Coordinate labeling data
────────────────────

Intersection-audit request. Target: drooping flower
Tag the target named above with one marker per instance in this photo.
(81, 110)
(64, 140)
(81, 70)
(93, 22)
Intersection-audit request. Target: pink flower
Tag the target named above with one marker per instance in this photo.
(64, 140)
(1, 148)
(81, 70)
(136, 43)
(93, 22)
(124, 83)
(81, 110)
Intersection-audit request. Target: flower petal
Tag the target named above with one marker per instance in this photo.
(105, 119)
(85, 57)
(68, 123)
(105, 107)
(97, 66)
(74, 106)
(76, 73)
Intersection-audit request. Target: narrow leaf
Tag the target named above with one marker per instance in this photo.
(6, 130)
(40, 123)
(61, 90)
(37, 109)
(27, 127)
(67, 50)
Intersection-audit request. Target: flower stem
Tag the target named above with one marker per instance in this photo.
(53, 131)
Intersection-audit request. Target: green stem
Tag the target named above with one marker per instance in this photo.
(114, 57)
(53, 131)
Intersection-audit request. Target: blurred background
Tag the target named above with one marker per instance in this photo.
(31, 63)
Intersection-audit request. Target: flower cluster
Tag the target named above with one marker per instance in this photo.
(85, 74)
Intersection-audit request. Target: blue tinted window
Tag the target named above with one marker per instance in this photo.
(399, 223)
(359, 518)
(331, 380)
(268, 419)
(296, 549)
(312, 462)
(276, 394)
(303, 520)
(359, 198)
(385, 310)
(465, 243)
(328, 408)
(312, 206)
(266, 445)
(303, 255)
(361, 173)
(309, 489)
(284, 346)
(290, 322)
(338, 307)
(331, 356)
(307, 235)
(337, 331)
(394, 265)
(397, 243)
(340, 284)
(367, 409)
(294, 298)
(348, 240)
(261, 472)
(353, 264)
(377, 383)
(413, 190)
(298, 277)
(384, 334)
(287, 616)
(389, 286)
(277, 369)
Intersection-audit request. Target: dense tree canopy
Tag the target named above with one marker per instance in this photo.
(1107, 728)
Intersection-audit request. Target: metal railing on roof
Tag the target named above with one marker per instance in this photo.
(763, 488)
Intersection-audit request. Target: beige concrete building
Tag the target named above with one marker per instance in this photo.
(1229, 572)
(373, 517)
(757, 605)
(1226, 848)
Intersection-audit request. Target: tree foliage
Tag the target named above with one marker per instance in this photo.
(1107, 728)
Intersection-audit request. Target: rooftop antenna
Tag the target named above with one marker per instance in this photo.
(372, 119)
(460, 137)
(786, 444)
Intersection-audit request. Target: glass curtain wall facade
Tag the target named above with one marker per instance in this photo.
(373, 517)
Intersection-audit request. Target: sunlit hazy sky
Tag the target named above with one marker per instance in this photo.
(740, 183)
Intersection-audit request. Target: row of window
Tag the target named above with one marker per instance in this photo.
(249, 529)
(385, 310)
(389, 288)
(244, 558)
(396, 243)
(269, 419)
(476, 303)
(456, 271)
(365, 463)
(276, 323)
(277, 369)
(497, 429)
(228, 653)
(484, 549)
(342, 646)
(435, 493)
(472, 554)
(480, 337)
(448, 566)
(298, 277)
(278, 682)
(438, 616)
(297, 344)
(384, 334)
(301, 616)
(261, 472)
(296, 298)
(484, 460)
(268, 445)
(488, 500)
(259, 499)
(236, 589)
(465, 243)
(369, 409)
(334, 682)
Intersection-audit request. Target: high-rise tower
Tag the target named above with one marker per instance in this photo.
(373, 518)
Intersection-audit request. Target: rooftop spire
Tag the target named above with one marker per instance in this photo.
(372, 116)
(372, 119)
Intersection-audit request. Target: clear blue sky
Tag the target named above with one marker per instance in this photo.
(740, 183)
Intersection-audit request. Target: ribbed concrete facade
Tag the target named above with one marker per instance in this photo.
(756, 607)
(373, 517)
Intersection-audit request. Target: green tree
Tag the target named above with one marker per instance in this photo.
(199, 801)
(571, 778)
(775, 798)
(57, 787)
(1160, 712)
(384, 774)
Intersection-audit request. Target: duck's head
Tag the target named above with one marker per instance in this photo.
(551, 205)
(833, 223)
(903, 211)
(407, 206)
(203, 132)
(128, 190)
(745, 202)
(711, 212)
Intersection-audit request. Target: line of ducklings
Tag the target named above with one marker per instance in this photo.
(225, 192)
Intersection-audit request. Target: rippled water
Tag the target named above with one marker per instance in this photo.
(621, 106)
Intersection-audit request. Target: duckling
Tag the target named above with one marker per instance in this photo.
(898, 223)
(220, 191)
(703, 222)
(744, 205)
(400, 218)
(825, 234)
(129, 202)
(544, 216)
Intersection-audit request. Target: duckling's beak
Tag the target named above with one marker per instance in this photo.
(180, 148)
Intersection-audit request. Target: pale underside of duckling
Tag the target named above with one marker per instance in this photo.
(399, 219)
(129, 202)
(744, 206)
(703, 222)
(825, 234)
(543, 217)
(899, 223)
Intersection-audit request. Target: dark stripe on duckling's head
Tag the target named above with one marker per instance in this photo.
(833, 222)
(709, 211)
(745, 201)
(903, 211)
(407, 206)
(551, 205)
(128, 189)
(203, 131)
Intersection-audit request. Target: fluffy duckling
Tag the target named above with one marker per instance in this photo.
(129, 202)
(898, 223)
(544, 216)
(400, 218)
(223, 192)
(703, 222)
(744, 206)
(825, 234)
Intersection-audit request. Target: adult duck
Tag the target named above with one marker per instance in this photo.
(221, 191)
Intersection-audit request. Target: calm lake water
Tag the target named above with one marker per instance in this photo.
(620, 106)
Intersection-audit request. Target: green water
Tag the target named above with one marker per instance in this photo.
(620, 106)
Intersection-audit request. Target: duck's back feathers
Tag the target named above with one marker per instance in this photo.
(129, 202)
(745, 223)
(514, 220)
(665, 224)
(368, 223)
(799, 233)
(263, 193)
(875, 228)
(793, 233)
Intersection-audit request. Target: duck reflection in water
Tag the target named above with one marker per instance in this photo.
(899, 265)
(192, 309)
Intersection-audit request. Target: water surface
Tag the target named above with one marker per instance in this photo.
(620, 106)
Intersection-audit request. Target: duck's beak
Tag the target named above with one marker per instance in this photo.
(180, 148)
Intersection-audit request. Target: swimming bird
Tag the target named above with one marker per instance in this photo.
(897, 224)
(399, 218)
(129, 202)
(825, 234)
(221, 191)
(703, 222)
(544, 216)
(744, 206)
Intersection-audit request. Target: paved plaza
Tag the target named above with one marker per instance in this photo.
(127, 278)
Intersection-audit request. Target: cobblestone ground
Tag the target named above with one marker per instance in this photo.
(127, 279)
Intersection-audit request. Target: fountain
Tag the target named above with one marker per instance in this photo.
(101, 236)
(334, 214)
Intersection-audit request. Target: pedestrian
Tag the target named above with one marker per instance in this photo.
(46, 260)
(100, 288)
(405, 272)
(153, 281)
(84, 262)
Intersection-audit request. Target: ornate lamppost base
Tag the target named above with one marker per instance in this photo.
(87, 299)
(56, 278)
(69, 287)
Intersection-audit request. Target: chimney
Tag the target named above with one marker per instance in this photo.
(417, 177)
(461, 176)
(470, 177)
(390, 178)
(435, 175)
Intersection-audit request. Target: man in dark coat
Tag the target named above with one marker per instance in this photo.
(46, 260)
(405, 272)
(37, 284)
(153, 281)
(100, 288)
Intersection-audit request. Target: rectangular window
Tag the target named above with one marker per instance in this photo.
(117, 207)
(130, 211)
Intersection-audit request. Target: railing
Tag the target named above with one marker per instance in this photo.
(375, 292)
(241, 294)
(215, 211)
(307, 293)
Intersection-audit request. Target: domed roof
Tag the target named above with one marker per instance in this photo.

────────────────────

Job → Nothing but the lines from the line with "Intersection-audit request. Target: duck reflection" to the last line of the listing above should appear; please retype them exactly, both ends included.

Correct response →
Intersection-audit request. Target: duck reflection in water
Tag the target named above with one marker per instance in this photo.
(899, 265)
(192, 309)
Intersection-audit request. Target: water surface
Tag the target named above with one marker per instance in this photo.
(620, 106)
Intersection-audit request. Target: duck's beak
Tag the target named above with one marker per instance in this photo.
(180, 148)
Intersection-audit request. Target: swimming bird
Tag the target named above with one marker per instance in this photo.
(897, 224)
(399, 218)
(129, 202)
(825, 234)
(221, 191)
(703, 222)
(544, 216)
(744, 206)
Intersection-audit request. Target: paved plaza
Tag the target named above with one marker per instance in this photo.
(127, 278)
Intersection-audit request. Target: cobblestone ground
Tag the target named above with one marker per instance in this photo.
(127, 279)
Intersection-audit request. Target: fountain
Tag the target named above with one marker per instance in this photo.
(101, 236)
(334, 214)
Intersection-audit request. Target: pedestrian
Tag the target named above with one marker per instance in this photo.
(46, 260)
(100, 288)
(405, 272)
(153, 281)
(84, 262)
Intersection-audit request. Target: ornate lamppost base
Tag the target named above with one marker per instance in this photo.
(87, 299)
(56, 278)
(69, 287)
Intersection-audit request. Target: chimney
Tag the target named above with one marker per instance in this photo.
(417, 177)
(461, 176)
(470, 177)
(390, 178)
(435, 175)
Intersection-audit request. Target: man in dark coat
Tag the target named above with one marker per instance in this photo.
(46, 260)
(405, 272)
(37, 284)
(153, 281)
(100, 288)
Intersection-audit request. Target: rectangular window
Tag the target named above with one marker per instance in this photo.
(117, 207)
(130, 211)
Intersection-audit request. Target: railing
Tag the target named above with one marker per instance in this photo.
(375, 292)
(241, 294)
(215, 211)
(307, 293)
Intersection-audit request. Target: domed roof
Tag the target named above with one marker per instance in this photo.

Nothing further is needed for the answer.